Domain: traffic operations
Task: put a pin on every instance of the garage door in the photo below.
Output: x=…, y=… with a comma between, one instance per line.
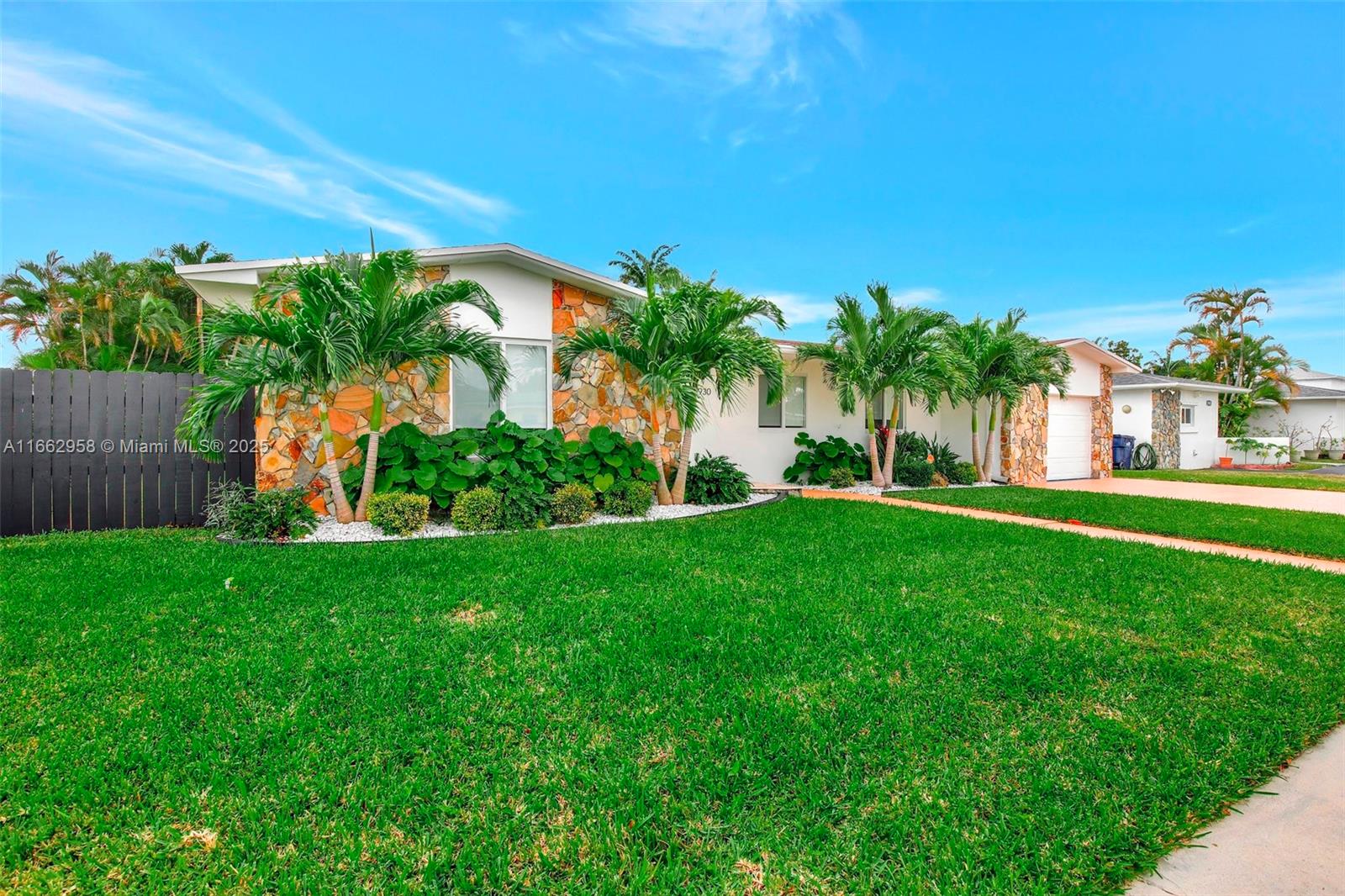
x=1068, y=443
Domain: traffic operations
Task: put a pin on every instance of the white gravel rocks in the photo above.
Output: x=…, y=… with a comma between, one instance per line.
x=330, y=530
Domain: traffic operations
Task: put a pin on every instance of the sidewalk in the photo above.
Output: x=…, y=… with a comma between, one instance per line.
x=1096, y=532
x=1291, y=842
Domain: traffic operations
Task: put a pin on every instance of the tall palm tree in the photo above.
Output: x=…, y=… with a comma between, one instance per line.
x=641, y=342
x=309, y=343
x=1001, y=365
x=400, y=324
x=919, y=361
x=650, y=272
x=716, y=335
x=853, y=366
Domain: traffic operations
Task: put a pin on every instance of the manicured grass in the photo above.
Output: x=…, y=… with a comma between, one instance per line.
x=1288, y=479
x=1293, y=532
x=825, y=696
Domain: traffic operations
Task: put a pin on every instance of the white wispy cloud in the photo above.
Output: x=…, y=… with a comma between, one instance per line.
x=91, y=107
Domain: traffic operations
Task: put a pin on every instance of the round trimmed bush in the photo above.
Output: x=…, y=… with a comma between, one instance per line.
x=398, y=513
x=477, y=510
x=841, y=478
x=572, y=503
x=629, y=498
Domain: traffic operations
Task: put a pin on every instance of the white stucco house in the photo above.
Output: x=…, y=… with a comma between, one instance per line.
x=542, y=299
x=1179, y=417
x=1317, y=409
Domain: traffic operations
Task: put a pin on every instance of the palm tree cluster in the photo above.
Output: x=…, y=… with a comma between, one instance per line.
x=1221, y=349
x=681, y=336
x=319, y=327
x=103, y=314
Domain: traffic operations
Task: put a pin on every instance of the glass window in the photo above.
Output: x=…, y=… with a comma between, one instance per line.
x=768, y=414
x=795, y=403
x=525, y=400
x=526, y=397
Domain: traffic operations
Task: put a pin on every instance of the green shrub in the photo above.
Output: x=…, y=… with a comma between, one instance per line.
x=818, y=459
x=477, y=510
x=629, y=498
x=713, y=479
x=915, y=472
x=572, y=503
x=841, y=478
x=398, y=513
x=605, y=458
x=962, y=474
x=248, y=514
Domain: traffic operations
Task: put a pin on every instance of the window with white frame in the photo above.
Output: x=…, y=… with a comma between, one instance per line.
x=791, y=410
x=525, y=400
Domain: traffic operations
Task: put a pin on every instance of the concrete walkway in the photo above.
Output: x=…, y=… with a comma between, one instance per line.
x=1291, y=842
x=1096, y=532
x=1322, y=502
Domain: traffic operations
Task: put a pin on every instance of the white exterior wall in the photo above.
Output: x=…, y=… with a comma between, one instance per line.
x=1311, y=414
x=1140, y=420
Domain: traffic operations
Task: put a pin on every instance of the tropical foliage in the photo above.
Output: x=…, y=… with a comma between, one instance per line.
x=101, y=314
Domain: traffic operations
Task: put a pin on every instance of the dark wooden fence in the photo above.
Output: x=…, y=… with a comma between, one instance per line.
x=85, y=450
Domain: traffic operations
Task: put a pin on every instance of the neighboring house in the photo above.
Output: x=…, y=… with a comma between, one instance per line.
x=1317, y=409
x=544, y=299
x=1179, y=417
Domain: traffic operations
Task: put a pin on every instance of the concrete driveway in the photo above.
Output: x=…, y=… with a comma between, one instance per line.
x=1322, y=502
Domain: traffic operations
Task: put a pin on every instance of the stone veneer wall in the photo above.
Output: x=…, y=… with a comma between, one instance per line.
x=289, y=440
x=1022, y=441
x=596, y=394
x=1102, y=427
x=1167, y=428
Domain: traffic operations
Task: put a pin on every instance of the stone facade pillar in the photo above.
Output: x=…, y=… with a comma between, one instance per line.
x=1167, y=428
x=1102, y=427
x=1022, y=441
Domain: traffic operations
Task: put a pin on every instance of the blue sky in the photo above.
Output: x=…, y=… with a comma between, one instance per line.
x=1089, y=163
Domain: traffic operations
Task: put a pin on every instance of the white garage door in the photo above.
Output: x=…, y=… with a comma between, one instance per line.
x=1068, y=436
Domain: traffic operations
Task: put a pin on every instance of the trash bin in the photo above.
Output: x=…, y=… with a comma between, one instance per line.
x=1122, y=450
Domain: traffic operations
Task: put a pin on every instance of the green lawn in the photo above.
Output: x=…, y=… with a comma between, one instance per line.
x=825, y=696
x=1288, y=479
x=1293, y=532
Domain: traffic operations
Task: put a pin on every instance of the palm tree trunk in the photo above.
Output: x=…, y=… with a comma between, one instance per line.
x=343, y=512
x=657, y=444
x=874, y=470
x=683, y=461
x=376, y=430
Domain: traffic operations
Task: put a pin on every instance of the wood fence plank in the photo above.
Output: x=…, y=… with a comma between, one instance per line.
x=132, y=421
x=98, y=454
x=181, y=459
x=61, y=434
x=20, y=498
x=81, y=452
x=42, y=430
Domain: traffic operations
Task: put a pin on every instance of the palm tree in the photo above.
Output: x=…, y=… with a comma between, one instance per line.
x=649, y=272
x=853, y=366
x=715, y=334
x=639, y=340
x=919, y=362
x=1002, y=363
x=309, y=343
x=400, y=324
x=34, y=299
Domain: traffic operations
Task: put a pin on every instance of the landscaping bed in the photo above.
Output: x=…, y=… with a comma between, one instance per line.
x=1291, y=532
x=815, y=696
x=1288, y=478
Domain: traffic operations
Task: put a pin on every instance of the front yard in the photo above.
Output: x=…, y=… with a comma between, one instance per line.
x=804, y=697
x=1295, y=478
x=1295, y=532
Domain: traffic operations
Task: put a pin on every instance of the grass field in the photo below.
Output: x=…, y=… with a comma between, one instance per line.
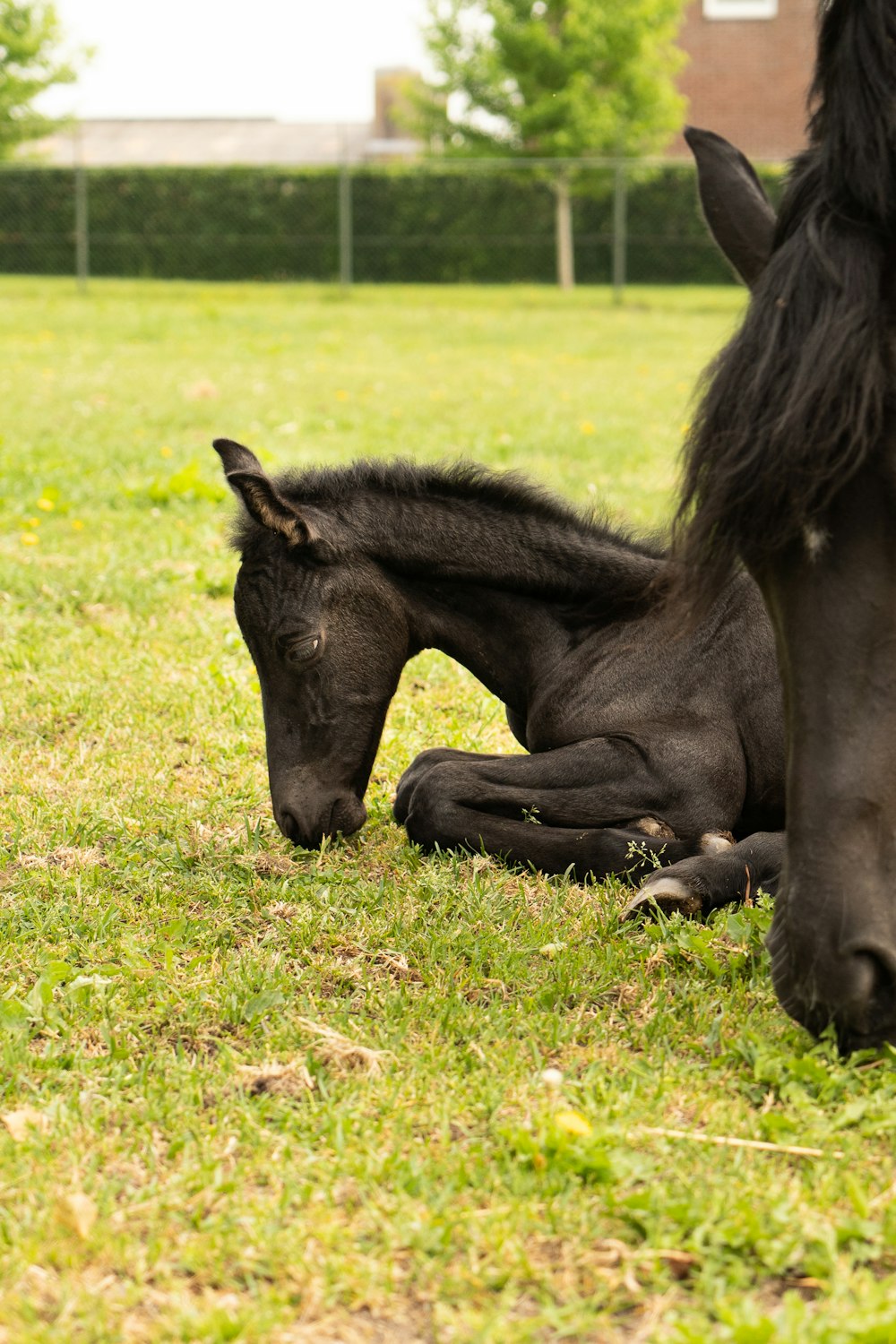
x=250, y=1093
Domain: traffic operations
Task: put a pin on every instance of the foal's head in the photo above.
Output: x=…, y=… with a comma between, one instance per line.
x=328, y=637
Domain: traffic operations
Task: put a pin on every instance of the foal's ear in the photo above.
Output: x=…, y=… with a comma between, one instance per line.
x=246, y=478
x=734, y=202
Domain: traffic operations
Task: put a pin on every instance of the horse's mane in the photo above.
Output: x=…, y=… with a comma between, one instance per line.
x=802, y=395
x=465, y=484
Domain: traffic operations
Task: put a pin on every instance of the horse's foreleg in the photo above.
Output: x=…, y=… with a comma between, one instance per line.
x=419, y=768
x=726, y=875
x=592, y=809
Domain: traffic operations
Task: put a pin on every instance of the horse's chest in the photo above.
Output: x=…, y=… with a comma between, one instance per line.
x=600, y=687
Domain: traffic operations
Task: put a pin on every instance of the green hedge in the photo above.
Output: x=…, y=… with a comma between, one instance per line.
x=409, y=225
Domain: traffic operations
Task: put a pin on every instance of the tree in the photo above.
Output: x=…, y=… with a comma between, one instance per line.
x=552, y=80
x=30, y=64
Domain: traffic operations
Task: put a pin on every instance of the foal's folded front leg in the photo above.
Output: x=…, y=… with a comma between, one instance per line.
x=594, y=809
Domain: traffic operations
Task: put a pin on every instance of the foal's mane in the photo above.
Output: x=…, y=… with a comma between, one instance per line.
x=463, y=486
x=802, y=395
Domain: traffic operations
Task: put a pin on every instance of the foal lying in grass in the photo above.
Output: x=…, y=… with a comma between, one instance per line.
x=643, y=745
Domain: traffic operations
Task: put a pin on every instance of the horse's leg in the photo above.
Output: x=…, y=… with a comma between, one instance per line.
x=724, y=875
x=419, y=766
x=594, y=808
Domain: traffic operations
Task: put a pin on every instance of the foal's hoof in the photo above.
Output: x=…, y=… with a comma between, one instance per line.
x=667, y=894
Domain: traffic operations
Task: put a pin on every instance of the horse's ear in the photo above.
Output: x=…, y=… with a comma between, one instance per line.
x=246, y=478
x=734, y=202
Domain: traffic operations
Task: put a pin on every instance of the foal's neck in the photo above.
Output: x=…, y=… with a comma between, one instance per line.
x=522, y=543
x=498, y=585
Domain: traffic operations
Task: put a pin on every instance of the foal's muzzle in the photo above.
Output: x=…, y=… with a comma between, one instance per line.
x=308, y=825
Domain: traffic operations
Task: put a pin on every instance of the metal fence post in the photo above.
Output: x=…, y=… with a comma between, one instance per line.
x=346, y=231
x=619, y=233
x=82, y=236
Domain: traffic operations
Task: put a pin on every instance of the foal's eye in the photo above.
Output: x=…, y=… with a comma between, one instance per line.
x=303, y=650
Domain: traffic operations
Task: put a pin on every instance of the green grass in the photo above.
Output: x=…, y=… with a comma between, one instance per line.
x=163, y=948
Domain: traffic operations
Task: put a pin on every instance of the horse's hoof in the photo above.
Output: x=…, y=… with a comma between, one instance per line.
x=667, y=894
x=716, y=841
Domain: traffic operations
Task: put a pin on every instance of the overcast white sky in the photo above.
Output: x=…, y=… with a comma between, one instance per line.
x=293, y=59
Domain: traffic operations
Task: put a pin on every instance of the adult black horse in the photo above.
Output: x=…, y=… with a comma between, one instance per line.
x=791, y=467
x=645, y=744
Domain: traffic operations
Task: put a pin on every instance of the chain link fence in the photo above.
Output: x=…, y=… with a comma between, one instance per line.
x=437, y=222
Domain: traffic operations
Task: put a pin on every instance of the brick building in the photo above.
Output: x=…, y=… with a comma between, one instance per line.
x=750, y=65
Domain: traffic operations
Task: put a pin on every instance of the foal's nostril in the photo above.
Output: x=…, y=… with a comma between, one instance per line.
x=289, y=825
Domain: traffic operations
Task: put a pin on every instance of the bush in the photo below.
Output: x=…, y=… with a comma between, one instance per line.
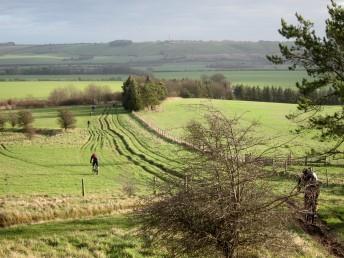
x=128, y=188
x=13, y=119
x=3, y=121
x=225, y=206
x=66, y=119
x=29, y=131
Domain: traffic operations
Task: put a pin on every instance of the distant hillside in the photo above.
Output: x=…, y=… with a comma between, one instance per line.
x=145, y=56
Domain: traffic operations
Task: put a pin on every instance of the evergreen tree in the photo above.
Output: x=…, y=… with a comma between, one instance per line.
x=323, y=59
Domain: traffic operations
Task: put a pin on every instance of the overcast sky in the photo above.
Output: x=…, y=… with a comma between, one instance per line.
x=66, y=21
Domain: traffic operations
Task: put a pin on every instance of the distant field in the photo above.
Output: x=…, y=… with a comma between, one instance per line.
x=42, y=89
x=176, y=113
x=55, y=165
x=286, y=79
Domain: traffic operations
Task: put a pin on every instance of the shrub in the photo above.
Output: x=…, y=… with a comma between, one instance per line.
x=3, y=120
x=25, y=118
x=13, y=119
x=66, y=119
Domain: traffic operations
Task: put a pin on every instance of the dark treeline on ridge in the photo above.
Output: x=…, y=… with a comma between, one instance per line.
x=142, y=93
x=217, y=87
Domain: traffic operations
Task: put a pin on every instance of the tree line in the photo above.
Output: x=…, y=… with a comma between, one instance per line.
x=67, y=96
x=23, y=119
x=218, y=87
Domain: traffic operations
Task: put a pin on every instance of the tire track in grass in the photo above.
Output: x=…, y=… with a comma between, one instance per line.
x=162, y=158
x=139, y=155
x=101, y=134
x=30, y=162
x=122, y=150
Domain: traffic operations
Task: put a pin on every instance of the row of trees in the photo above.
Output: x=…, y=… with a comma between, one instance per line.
x=24, y=120
x=217, y=87
x=283, y=95
x=92, y=94
x=139, y=93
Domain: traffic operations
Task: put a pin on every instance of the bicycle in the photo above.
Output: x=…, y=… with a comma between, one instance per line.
x=95, y=169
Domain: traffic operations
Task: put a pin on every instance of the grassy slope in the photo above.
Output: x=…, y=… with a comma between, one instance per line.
x=41, y=89
x=271, y=117
x=285, y=79
x=54, y=166
x=98, y=237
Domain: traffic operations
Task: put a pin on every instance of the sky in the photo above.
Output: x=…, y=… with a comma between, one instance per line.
x=72, y=21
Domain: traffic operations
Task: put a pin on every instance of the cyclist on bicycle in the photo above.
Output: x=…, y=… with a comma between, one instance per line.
x=94, y=161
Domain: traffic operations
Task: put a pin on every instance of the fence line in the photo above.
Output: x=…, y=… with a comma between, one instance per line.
x=282, y=161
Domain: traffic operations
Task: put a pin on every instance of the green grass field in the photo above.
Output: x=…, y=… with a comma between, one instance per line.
x=40, y=180
x=252, y=78
x=56, y=165
x=42, y=89
x=285, y=79
x=270, y=116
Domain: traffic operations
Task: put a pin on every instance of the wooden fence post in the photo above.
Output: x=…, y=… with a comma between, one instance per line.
x=285, y=166
x=273, y=164
x=186, y=182
x=154, y=185
x=82, y=187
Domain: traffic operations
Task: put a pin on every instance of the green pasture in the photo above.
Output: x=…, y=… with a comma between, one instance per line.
x=55, y=165
x=176, y=113
x=285, y=79
x=260, y=78
x=42, y=89
x=97, y=237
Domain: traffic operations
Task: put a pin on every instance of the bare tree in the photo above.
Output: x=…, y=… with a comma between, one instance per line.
x=66, y=119
x=225, y=205
x=25, y=118
x=3, y=120
x=13, y=119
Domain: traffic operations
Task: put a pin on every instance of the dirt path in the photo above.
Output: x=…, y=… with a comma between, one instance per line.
x=320, y=232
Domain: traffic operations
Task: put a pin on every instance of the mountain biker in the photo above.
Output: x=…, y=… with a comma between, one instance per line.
x=94, y=160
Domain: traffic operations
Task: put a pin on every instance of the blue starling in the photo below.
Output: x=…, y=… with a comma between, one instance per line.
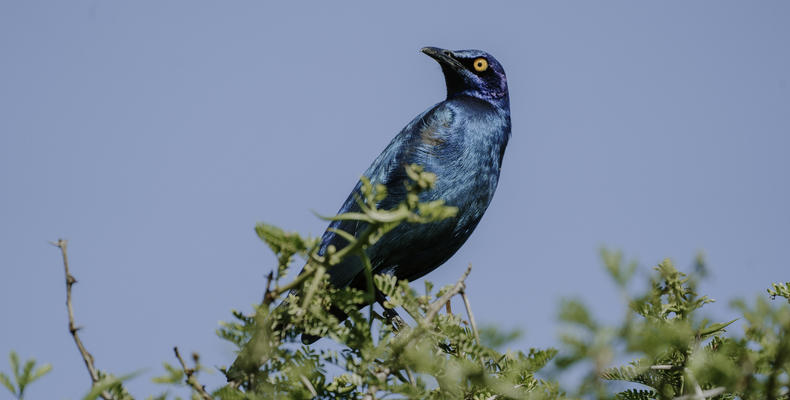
x=462, y=140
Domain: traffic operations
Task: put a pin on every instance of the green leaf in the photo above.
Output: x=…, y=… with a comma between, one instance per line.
x=7, y=383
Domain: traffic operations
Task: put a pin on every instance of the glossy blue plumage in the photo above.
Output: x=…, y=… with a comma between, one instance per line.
x=462, y=140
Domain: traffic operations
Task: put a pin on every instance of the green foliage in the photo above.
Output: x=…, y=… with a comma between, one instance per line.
x=662, y=348
x=23, y=375
x=436, y=357
x=676, y=352
x=781, y=290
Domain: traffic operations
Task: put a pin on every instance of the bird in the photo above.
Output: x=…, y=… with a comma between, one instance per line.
x=462, y=140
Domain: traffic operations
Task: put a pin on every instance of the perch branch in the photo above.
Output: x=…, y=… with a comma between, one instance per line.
x=471, y=316
x=438, y=304
x=62, y=244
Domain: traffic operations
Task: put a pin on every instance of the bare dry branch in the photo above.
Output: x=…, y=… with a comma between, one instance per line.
x=62, y=244
x=471, y=316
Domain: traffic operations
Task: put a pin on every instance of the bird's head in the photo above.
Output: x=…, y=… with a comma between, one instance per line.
x=471, y=72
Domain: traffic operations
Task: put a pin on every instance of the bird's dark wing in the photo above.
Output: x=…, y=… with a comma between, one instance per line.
x=418, y=143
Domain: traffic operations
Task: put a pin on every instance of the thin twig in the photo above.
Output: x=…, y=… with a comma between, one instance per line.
x=267, y=293
x=438, y=304
x=471, y=316
x=191, y=379
x=62, y=244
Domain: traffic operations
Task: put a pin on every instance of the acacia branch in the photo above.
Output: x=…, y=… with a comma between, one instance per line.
x=437, y=305
x=191, y=379
x=73, y=329
x=471, y=316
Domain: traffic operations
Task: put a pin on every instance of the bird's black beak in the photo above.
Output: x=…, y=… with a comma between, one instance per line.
x=443, y=57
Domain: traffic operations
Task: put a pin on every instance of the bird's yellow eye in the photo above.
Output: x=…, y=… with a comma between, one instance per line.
x=480, y=64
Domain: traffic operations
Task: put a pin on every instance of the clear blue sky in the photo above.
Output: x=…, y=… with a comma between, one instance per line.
x=154, y=135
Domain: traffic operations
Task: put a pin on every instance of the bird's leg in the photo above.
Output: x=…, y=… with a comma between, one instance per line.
x=390, y=314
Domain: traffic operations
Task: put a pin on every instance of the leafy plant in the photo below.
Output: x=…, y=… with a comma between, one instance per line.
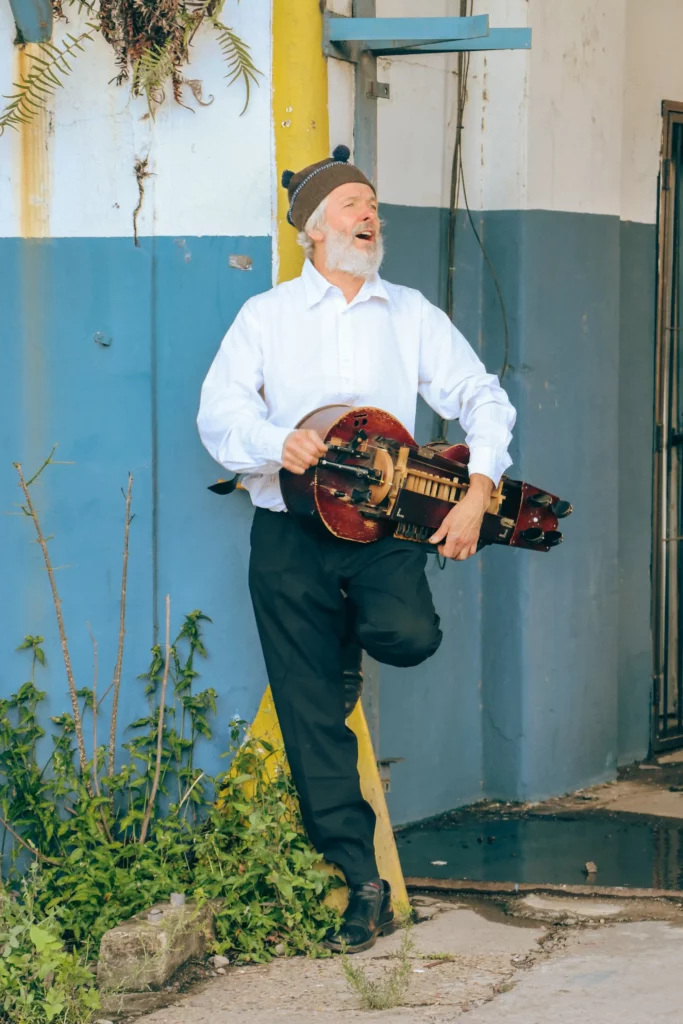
##########
**Problem description:** Retype everything from the very start of the entries down through the line containing "x=1068, y=443", both ends included, but omit the pictures.

**Solution to this exercise:**
Domain: traffic operations
Task: put a pin on every instance of the garage door in the photo below.
Output: x=…, y=… with a comma between, one instance per line.
x=1068, y=443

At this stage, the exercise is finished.